▶ _Aim_: Print the lines of data below, starting at the line containing "# test: locate the flower center" and continuing through the end of the records, unchanged.

[Lines of data]
☆ ☆ ☆
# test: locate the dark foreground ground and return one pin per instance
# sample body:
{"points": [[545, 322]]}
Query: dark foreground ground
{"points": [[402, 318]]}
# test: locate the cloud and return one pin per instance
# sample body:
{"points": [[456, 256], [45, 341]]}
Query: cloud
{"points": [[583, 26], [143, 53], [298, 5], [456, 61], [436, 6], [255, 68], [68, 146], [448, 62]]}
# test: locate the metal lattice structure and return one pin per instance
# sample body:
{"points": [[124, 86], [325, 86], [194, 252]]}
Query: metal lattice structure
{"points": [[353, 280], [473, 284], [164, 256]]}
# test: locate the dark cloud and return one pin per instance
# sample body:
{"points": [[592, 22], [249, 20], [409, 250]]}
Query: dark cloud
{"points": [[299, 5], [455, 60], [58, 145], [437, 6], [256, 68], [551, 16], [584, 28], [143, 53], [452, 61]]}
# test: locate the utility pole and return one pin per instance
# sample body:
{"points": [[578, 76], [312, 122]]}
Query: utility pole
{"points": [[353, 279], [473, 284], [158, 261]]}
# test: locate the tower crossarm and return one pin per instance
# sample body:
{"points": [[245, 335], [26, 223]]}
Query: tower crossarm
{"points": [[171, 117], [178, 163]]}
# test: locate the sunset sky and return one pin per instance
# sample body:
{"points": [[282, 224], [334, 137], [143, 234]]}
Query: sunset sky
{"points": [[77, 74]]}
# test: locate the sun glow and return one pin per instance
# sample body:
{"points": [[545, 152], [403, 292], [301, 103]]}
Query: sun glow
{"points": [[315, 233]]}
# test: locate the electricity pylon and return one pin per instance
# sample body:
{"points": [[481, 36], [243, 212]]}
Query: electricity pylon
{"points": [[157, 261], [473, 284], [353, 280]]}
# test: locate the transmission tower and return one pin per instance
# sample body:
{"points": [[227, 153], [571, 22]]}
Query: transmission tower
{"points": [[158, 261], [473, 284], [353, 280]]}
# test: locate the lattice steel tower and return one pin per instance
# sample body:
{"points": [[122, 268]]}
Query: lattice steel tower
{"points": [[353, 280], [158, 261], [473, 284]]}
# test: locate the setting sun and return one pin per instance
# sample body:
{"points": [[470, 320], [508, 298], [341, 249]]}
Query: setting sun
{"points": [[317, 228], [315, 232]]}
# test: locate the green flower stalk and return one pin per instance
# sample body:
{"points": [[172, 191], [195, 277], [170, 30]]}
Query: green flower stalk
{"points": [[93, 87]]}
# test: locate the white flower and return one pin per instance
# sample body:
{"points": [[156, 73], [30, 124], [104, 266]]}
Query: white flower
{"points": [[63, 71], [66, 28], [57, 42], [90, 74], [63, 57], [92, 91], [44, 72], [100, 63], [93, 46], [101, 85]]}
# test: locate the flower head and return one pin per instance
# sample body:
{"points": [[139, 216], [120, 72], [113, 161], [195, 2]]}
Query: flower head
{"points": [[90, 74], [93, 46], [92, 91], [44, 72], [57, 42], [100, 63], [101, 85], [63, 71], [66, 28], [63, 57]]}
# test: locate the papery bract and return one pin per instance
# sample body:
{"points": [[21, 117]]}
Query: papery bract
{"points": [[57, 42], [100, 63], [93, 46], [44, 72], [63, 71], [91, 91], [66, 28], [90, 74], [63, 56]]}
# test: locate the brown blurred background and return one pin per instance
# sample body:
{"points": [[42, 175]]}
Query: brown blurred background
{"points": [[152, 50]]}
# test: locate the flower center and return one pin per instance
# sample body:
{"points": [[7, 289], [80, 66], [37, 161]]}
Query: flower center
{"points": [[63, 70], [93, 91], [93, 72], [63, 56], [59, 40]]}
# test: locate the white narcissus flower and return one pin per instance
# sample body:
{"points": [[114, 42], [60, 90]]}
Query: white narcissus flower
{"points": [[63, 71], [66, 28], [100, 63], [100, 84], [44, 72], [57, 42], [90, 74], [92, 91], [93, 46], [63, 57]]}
☆ ☆ ☆
▶ _Answer for this exercise_:
# test: locate the flower center and return one pin per instance
# sample body:
{"points": [[7, 289], [80, 66], [37, 161]]}
Query: flower center
{"points": [[63, 70], [93, 91], [93, 72], [63, 56], [59, 40]]}
# test: locate the white narcissus flower and return one pin per instance
# sample body:
{"points": [[114, 42], [60, 90]]}
Query: white narcissus flower
{"points": [[63, 71], [66, 28], [100, 63], [100, 84], [44, 72], [57, 42], [90, 74], [92, 91], [93, 46], [63, 57]]}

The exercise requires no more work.